----- AANGELEVERD FRAGMENT
ECLI:NL:RBDHA:2021:15610

Rechtbank Den Haag

Datum uitspraak
31 maart 2021
Publicatiedatum
15 februari 2022
Zaaknummer
NL21.3156
Instantie
Rechtbank Den Haag
Type
Uitspraak
Procedures
  • Eerste aanleg - enkelvoudig
Rechters
Vindplaatsen
  • Rechtspraak.nl
AI samenvatting door LexboostAutomatisch gegenereerd

Asielaanvraag en Dublinverordening: Verantwoordelijkheid Italië en afwijzing verzoek

In deze zaak heeft de Rechtbank Den Haag op 31 maart 2021 uitspraak gedaan in een asielprocedure waarbij de eiser, vertegenwoordigd door mr. H. Drenth, een verblijfsvergunning asiel voor bepaalde tijd had aangevraagd. De Staatssecretaris van Justitie en Veiligheid, vertegenwoordigd door mr. H.J. Metselaar, had de aanvraag niet in behandeling genomen, met als argument dat Italië verantwoordelijk was voor de behandeling van de asielaanvraag op basis van de Dublinverordening. Eiser heeft beroep ingesteld tegen dit besluit.
----------
> [WAT TE DOEN]:
1. Op welke datum is de uitspraak van de Rechtbank Den Haag gepubliceerd?
2. Kopieer uit de uitspraak letterlijk het stuk van "In deze zaak" tot en met "tegen dit besluit.".
----- GEËXTRAHEERDE GEGEVENS
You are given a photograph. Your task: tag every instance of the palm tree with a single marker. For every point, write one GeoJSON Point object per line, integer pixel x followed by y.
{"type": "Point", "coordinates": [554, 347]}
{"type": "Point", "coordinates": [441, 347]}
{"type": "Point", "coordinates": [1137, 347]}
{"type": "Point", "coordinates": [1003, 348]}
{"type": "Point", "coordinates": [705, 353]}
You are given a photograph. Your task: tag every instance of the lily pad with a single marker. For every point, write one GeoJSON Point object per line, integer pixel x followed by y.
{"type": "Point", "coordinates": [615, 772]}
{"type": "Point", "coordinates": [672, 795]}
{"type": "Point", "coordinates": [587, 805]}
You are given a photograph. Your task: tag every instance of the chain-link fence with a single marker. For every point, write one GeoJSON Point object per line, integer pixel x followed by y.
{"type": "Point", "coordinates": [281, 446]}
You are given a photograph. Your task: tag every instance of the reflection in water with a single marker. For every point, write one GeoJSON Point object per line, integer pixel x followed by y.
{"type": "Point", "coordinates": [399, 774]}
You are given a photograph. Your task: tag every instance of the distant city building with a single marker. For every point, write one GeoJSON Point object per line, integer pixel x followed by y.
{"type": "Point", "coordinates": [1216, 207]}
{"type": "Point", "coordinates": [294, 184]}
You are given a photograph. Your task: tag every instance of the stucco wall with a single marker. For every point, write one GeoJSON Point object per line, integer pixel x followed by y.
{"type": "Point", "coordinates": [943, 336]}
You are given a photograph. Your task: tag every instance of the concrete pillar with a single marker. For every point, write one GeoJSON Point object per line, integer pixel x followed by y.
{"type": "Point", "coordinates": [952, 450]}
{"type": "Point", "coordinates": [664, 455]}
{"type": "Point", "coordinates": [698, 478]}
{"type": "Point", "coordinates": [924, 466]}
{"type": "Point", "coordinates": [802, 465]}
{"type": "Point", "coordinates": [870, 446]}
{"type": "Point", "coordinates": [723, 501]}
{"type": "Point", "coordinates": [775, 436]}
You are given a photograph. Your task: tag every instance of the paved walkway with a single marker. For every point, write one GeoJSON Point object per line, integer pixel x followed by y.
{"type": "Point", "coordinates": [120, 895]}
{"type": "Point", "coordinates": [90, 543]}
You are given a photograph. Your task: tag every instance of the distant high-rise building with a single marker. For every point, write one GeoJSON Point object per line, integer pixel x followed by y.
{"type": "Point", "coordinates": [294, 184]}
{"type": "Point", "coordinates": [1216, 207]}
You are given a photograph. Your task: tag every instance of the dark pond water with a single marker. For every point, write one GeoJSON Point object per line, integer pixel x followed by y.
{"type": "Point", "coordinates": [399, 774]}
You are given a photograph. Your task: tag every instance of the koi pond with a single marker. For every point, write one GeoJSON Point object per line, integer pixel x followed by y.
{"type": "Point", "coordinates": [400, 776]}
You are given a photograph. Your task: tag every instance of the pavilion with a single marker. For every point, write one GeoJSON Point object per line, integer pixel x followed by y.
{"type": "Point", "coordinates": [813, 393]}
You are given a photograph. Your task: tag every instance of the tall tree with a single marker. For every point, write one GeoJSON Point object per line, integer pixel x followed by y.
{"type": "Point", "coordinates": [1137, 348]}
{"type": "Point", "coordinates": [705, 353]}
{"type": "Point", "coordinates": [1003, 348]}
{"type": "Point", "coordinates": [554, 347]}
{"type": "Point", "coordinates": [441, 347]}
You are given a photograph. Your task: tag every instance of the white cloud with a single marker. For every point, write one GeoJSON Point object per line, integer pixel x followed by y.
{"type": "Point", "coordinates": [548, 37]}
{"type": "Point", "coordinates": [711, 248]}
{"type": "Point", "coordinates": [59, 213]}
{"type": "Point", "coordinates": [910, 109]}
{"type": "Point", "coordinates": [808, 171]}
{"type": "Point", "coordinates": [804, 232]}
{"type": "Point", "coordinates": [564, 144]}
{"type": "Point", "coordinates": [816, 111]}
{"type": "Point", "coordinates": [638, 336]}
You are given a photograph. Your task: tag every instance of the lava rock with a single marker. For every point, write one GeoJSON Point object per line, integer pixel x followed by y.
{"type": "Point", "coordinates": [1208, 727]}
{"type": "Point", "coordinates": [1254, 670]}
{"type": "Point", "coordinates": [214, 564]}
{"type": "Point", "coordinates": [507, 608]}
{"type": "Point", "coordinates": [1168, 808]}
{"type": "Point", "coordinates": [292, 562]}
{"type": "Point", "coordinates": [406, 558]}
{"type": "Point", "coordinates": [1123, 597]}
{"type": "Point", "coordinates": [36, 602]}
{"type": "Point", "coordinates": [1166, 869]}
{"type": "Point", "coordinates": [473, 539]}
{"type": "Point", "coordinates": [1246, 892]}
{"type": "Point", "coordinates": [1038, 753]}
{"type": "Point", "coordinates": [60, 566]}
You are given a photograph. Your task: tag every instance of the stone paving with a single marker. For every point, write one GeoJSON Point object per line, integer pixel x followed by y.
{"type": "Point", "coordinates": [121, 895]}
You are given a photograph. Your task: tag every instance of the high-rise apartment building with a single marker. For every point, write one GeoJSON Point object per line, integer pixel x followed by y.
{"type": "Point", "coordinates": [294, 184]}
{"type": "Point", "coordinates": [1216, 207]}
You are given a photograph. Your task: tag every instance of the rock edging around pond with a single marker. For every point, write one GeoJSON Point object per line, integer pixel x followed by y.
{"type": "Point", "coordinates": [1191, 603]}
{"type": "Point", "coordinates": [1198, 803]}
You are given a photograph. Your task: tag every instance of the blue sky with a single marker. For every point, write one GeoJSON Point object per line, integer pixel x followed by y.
----------
> [VERWACHTE ANTWOORDEN]:
1. Op 15 februari 2022.

2.
In deze zaak heeft de Rechtbank Den Haag op 31 maart 2021 uitspraak gedaan in een asielprocedure waarbij de eiser, vertegenwoordigd door mr. H. Drenth, een verblijfsvergunning asiel voor bepaalde tijd had aangevraagd. De Staatssecretaris van Justitie en Veiligheid, vertegenwoordigd door mr. H.J. Metselaar, had de aanvraag niet in behandeling genomen, met als argument dat Italië verantwoordelijk was voor de behandeling van de asielaanvraag op basis van de Dublinverordening. Eiser heeft beroep ingesteld tegen dit besluit.